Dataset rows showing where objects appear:
★ ★ ★ ★ ★

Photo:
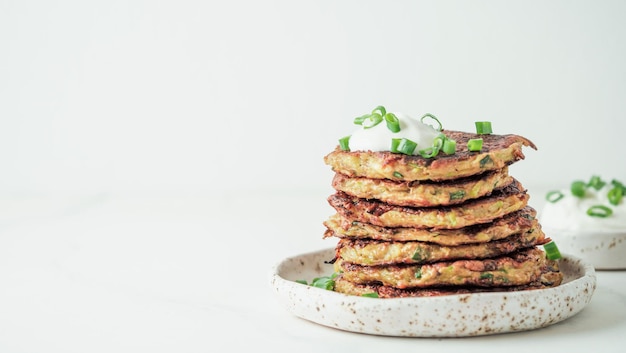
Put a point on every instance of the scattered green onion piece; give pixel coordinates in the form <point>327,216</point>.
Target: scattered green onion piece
<point>404,145</point>
<point>615,195</point>
<point>578,188</point>
<point>552,251</point>
<point>596,182</point>
<point>483,127</point>
<point>599,211</point>
<point>475,144</point>
<point>554,196</point>
<point>393,124</point>
<point>324,282</point>
<point>359,120</point>
<point>372,120</point>
<point>427,115</point>
<point>428,152</point>
<point>379,110</point>
<point>449,146</point>
<point>344,143</point>
<point>616,183</point>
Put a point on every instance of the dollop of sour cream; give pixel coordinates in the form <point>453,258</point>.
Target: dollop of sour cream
<point>570,213</point>
<point>378,138</point>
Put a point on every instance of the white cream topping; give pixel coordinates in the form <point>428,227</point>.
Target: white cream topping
<point>378,138</point>
<point>570,213</point>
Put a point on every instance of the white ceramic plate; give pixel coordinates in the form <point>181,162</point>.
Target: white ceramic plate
<point>456,315</point>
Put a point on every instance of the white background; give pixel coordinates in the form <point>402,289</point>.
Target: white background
<point>214,96</point>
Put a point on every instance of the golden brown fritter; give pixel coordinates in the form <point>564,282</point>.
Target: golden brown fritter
<point>423,193</point>
<point>516,269</point>
<point>520,221</point>
<point>498,152</point>
<point>482,210</point>
<point>550,277</point>
<point>375,253</point>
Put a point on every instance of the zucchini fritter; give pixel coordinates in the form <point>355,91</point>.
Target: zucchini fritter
<point>483,210</point>
<point>551,277</point>
<point>523,220</point>
<point>374,253</point>
<point>423,193</point>
<point>519,268</point>
<point>498,151</point>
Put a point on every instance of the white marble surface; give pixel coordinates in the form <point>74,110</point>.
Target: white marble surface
<point>190,273</point>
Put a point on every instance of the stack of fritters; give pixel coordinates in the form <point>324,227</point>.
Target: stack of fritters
<point>412,226</point>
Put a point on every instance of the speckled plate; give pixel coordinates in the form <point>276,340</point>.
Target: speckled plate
<point>458,315</point>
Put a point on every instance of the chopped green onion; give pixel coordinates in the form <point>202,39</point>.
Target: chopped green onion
<point>393,124</point>
<point>379,110</point>
<point>324,282</point>
<point>599,211</point>
<point>359,120</point>
<point>475,144</point>
<point>615,195</point>
<point>429,152</point>
<point>403,145</point>
<point>578,188</point>
<point>372,120</point>
<point>618,184</point>
<point>596,183</point>
<point>554,196</point>
<point>457,195</point>
<point>483,127</point>
<point>344,143</point>
<point>427,115</point>
<point>449,146</point>
<point>486,159</point>
<point>552,251</point>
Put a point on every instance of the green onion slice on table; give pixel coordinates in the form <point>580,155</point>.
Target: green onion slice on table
<point>483,127</point>
<point>475,144</point>
<point>552,251</point>
<point>599,211</point>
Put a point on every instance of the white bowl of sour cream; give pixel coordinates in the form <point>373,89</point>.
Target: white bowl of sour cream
<point>599,237</point>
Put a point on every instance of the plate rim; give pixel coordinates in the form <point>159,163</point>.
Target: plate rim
<point>296,296</point>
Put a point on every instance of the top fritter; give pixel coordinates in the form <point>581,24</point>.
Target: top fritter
<point>497,152</point>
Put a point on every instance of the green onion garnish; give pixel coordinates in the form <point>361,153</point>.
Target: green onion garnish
<point>372,120</point>
<point>324,282</point>
<point>403,145</point>
<point>427,115</point>
<point>599,211</point>
<point>379,110</point>
<point>475,144</point>
<point>393,124</point>
<point>344,143</point>
<point>359,120</point>
<point>615,195</point>
<point>552,251</point>
<point>596,183</point>
<point>449,146</point>
<point>554,196</point>
<point>483,127</point>
<point>578,188</point>
<point>618,184</point>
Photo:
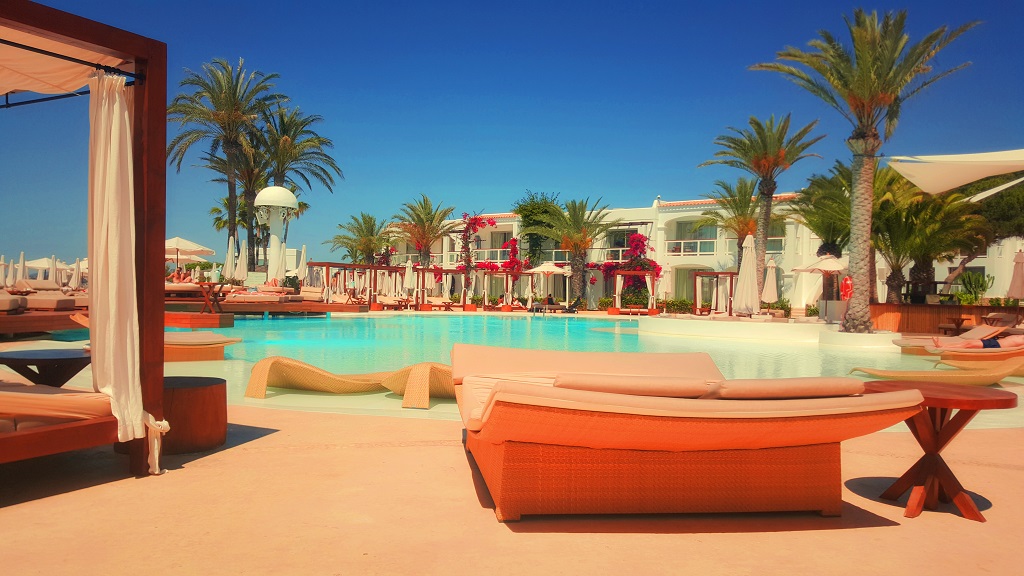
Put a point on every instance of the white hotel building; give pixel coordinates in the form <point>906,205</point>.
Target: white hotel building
<point>681,251</point>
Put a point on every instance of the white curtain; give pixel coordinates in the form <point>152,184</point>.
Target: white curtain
<point>650,291</point>
<point>114,324</point>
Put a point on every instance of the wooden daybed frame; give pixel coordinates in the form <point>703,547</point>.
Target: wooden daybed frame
<point>150,127</point>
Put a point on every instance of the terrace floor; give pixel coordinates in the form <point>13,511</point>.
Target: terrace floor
<point>315,493</point>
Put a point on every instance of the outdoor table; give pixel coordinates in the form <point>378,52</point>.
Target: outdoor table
<point>948,408</point>
<point>211,296</point>
<point>52,367</point>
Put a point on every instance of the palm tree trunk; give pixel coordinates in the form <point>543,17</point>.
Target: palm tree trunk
<point>766,192</point>
<point>858,315</point>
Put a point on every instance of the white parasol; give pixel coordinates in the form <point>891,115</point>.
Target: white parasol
<point>242,268</point>
<point>770,292</point>
<point>229,259</point>
<point>744,299</point>
<point>1017,280</point>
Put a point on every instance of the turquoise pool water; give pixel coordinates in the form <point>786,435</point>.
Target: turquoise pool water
<point>354,344</point>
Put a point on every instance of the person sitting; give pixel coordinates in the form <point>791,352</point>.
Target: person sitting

★ ★ ★ ★ ★

= WHAT IS EXPECTED =
Convert the listing above into a numbered list, omitting blank lines, and cover every entry in it. Leave the pictures out of your answer.

= COMPLETED EXERCISE =
1. Photo:
2. Put a point on every instance of the scattered green onion piece; give pixel coordinates in the form <point>327,216</point>.
3. Target: scattered green onion piece
4. <point>404,145</point>
5. <point>615,195</point>
6. <point>578,188</point>
7. <point>552,251</point>
8. <point>596,182</point>
9. <point>483,127</point>
10. <point>599,211</point>
11. <point>475,144</point>
12. <point>554,196</point>
13. <point>393,124</point>
14. <point>324,282</point>
15. <point>359,120</point>
16. <point>372,120</point>
17. <point>427,115</point>
18. <point>428,152</point>
19. <point>379,110</point>
20. <point>449,146</point>
21. <point>344,143</point>
22. <point>616,183</point>
23. Put a point on every instance of the dollop of sour cream; give pixel coordinates in the form <point>453,258</point>.
24. Target: dollop of sour cream
25. <point>570,213</point>
26. <point>378,138</point>
27. Put a point on every instance of the white cream topping; give pixel coordinates in the form <point>428,227</point>.
28. Target: white cream topping
29. <point>378,138</point>
30. <point>570,213</point>
31. Put a point on every instance of the white ceramic plate; give pixel coordinates in the form <point>181,162</point>.
32. Target: white ceramic plate
33. <point>456,315</point>
34. Put a point on every instance of the white background; give pixel coordinates in the form <point>402,289</point>.
35. Target: white background
36. <point>214,96</point>
37. Put a point on every instance of the golden brown fritter; give pixel coordinates in the form <point>564,282</point>.
38. Target: golden brown fritter
39. <point>423,193</point>
40. <point>516,269</point>
41. <point>520,221</point>
42. <point>498,152</point>
43. <point>482,210</point>
44. <point>550,277</point>
45. <point>375,253</point>
46. Put a point on every instance of the zucchini fritter; give pixel coordinates in the form <point>355,91</point>.
47. Target: zucchini fritter
48. <point>483,210</point>
49. <point>551,277</point>
50. <point>523,220</point>
51. <point>374,253</point>
52. <point>423,193</point>
53. <point>519,268</point>
54. <point>498,151</point>
55. Put a point on every instance of the white marble surface; give pixel coordinates in the form <point>74,110</point>.
56. Target: white marble surface
57. <point>190,273</point>
58. Put a point on every instance of the stack of fritters; give pixel coordinates in the form <point>324,227</point>.
59. Target: stack of fritters
60. <point>412,226</point>
61. Put a point on every instance of the speckled plate; give pixel coordinates in the form <point>276,340</point>.
62. Target: speckled plate
63. <point>458,315</point>
64. Put a point on every instance of the chopped green onion; give pixel coordinates in the form <point>202,39</point>.
65. Target: chopped green onion
66. <point>393,124</point>
67. <point>379,110</point>
68. <point>324,282</point>
69. <point>599,211</point>
70. <point>359,120</point>
71. <point>475,144</point>
72. <point>615,195</point>
73. <point>429,152</point>
74. <point>403,145</point>
75. <point>578,188</point>
76. <point>372,120</point>
77. <point>618,184</point>
78. <point>596,183</point>
79. <point>554,196</point>
80. <point>457,195</point>
81. <point>483,127</point>
82. <point>344,143</point>
83. <point>427,115</point>
84. <point>449,146</point>
85. <point>486,159</point>
86. <point>552,251</point>
87. Put a point on every instance of the green onion slice on table; give pixel coordinates in the form <point>580,155</point>.
88. Target: green onion slice on table
89. <point>483,127</point>
90. <point>475,144</point>
91. <point>552,251</point>
92. <point>599,211</point>
93. Put a point on every instance of the white bowl of sour cream; give pixel coordinates in the form <point>373,89</point>.
94. Target: white bowl of sour cream
95. <point>599,237</point>
96. Put a point on every instance of the plate rim; give pixel coordinates in the form <point>159,163</point>.
97. Target: plate rim
98. <point>296,296</point>
99. Put a point on every instance of the top fritter; give pixel coordinates in the form <point>581,24</point>.
100. Target: top fritter
101. <point>497,152</point>
102. Put a point on every instance of the green onion garnish; give pixel coordinates in the form <point>361,153</point>.
103. Target: green onion garnish
104. <point>372,120</point>
105. <point>324,282</point>
106. <point>403,145</point>
107. <point>427,115</point>
108. <point>599,211</point>
109. <point>379,110</point>
110. <point>475,144</point>
111. <point>393,124</point>
112. <point>344,143</point>
113. <point>359,120</point>
114. <point>615,195</point>
115. <point>552,251</point>
116. <point>596,183</point>
117. <point>449,146</point>
118. <point>554,196</point>
119. <point>483,127</point>
120. <point>578,188</point>
121. <point>618,184</point>
122. Photo:
123. Put a point on every instance of the white hotel building; give pixel coordinates in the form <point>906,205</point>.
124. Target: white hotel building
125. <point>681,251</point>
126. Put a point on every instance of the white curtain; give pixel coordinates in the form <point>152,184</point>.
127. Target: white curtain
128. <point>650,291</point>
129. <point>114,324</point>
130. Put a point on every instance of the wooden daybed frame; give pixel coordinates in the form <point>703,547</point>.
131. Target: wooden daybed frame
132. <point>150,127</point>
133. Put a point on every instance of the terrace floor; give pixel coordinates in the form <point>13,511</point>.
134. Target: terrace floor
135. <point>315,493</point>
136. Put a point on every instance of the outdoor table; give pixel coordinates in the form <point>378,52</point>.
137. Target: outdoor table
138. <point>948,408</point>
139. <point>211,296</point>
140. <point>52,367</point>
141. Put a point on every instance of the palm tree trunk; give pixel coordinates in the form <point>543,17</point>.
142. Target: palm tree trunk
143. <point>766,192</point>
144. <point>858,315</point>
145. Put a point on every instance of the white parasol; give pixel coordinates in the form <point>891,115</point>.
146. Target: white parasol
147. <point>242,268</point>
148. <point>770,292</point>
149. <point>229,259</point>
150. <point>744,299</point>
151. <point>1017,280</point>
152. Put a point on every instance of the turquoise pool water; give pixel coordinates in the form <point>786,435</point>.
153. Target: turquoise pool water
154. <point>354,344</point>
155. Put a point on every instance of the person sitting; give pixel coordinates in the form <point>791,352</point>.
156. Target: person sitting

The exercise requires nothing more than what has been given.